● **The problem**
Carry over every entry exactly as written, though not the pictures it contains.

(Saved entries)
═══

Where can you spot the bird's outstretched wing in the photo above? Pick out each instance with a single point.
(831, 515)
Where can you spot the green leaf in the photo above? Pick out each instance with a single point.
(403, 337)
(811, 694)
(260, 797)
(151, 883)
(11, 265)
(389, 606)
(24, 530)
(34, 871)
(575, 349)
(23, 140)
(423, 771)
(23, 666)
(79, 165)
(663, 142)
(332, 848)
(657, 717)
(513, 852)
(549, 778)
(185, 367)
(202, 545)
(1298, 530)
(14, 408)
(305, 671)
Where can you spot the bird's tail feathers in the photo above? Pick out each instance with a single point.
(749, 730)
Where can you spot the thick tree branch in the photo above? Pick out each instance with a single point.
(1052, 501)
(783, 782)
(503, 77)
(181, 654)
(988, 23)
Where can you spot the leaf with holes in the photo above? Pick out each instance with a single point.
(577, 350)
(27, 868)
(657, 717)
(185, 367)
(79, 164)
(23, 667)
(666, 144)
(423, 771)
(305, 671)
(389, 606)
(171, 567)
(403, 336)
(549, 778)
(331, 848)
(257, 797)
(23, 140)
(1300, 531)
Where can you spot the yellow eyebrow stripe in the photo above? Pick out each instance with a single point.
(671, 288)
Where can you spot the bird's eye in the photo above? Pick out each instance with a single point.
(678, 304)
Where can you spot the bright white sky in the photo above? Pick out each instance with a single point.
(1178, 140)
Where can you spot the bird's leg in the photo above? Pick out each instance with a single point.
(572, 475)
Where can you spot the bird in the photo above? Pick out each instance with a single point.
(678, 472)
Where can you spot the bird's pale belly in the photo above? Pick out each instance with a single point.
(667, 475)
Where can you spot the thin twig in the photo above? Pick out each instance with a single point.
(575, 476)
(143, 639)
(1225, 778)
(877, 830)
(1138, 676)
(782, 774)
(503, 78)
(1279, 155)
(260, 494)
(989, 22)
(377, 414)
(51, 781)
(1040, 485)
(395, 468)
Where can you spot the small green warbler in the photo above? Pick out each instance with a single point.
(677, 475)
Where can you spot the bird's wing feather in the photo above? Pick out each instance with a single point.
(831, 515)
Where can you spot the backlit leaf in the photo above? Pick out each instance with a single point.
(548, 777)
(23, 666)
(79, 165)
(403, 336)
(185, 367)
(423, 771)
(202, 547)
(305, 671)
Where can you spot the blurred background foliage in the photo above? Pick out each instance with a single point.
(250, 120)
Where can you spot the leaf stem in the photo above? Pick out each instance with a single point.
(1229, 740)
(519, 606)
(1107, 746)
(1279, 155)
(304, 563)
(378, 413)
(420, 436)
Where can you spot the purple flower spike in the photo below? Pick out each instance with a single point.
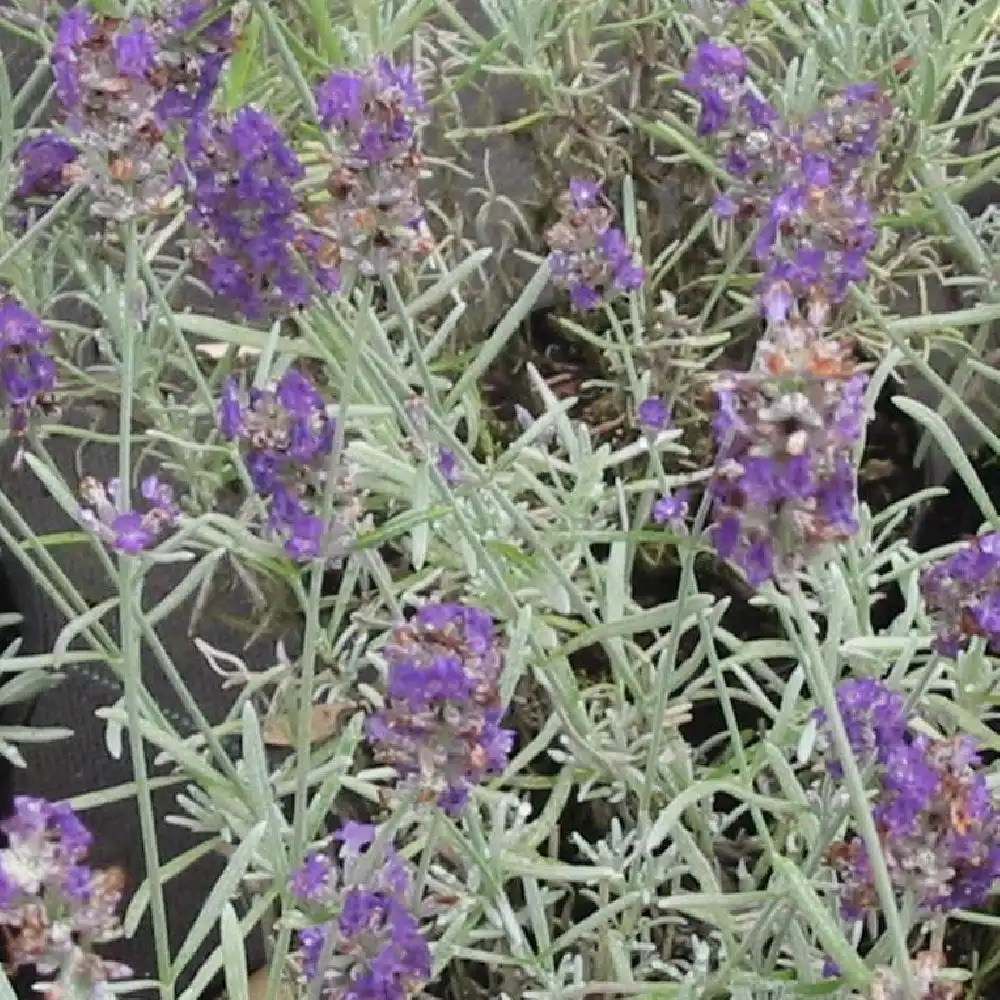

═══

● **Result of the exercise**
Where can you spot the bird's outstretched wing in the photo above? Pick out each instance with a single point.
(831, 515)
Where can you spot the green leaf in the photo above? Pick out each instance with a single point.
(403, 337)
(811, 694)
(260, 797)
(151, 883)
(11, 265)
(389, 606)
(24, 530)
(34, 871)
(575, 349)
(23, 140)
(423, 771)
(23, 666)
(79, 165)
(663, 142)
(332, 848)
(657, 717)
(513, 852)
(549, 778)
(185, 367)
(202, 545)
(1298, 530)
(14, 408)
(305, 671)
Where can you spot the bird's tail feathers in the photo above? Pick out each instance with a single point.
(749, 730)
Where can you spot the thick tree branch in the photo above? Pick out each instance with a single point.
(1052, 501)
(783, 782)
(503, 77)
(181, 654)
(988, 23)
Where can you spot the leaf with holes in the photo above? Pick out each instance with a single point.
(577, 350)
(27, 868)
(657, 717)
(185, 367)
(79, 164)
(23, 667)
(666, 144)
(423, 771)
(305, 671)
(389, 606)
(171, 567)
(403, 336)
(549, 778)
(331, 848)
(257, 797)
(23, 140)
(1300, 531)
Where can you spot the yellow eyebrow stripe in the photo above? Pick out each instance with a single point.
(671, 288)
Where can you spot the bird's eye in the photo above? Pick out each instance with a single point.
(678, 304)
Where can you spot the bright white sky in the photo above? Pick out each instance with a single point.
(1178, 140)
Where can you spot the bird's leg in the photo above? Pick out each instance with a single point.
(572, 475)
Where can you spot the bird in the photo above? Pick out each instance with a single point.
(678, 472)
Where can you spot the bird's pale belly in the photo above? Pick out each instance with a single point.
(667, 475)
Where can you spot the thin twig in the photo above? Pick out each instance with a single point.
(575, 476)
(143, 639)
(1225, 778)
(877, 830)
(1138, 676)
(782, 774)
(503, 78)
(1279, 155)
(260, 494)
(989, 22)
(377, 414)
(51, 781)
(1040, 485)
(395, 468)
Where can you spot the small green warbler in the photo above? Pick out each instance with a single point.
(677, 475)
Where can you spot the bird's wing feather in the photo above? Pick out each instance with a single point.
(831, 515)
Where can you spot the backlit leaf in the photo above? Pick out each instance with a single point.
(548, 777)
(23, 666)
(79, 165)
(403, 336)
(185, 367)
(423, 771)
(202, 547)
(305, 671)
Where can you spot the blurred background foliage in the photo above? Pick out each instance with a single point.
(250, 120)
Where can you spot the leaf stem in the photo above? Pick out each instance with a single point.
(1229, 740)
(519, 606)
(1107, 746)
(1279, 155)
(304, 563)
(378, 413)
(420, 436)
Where can you spot the purple flower spike in the photo below? Pick out each instance with a single point.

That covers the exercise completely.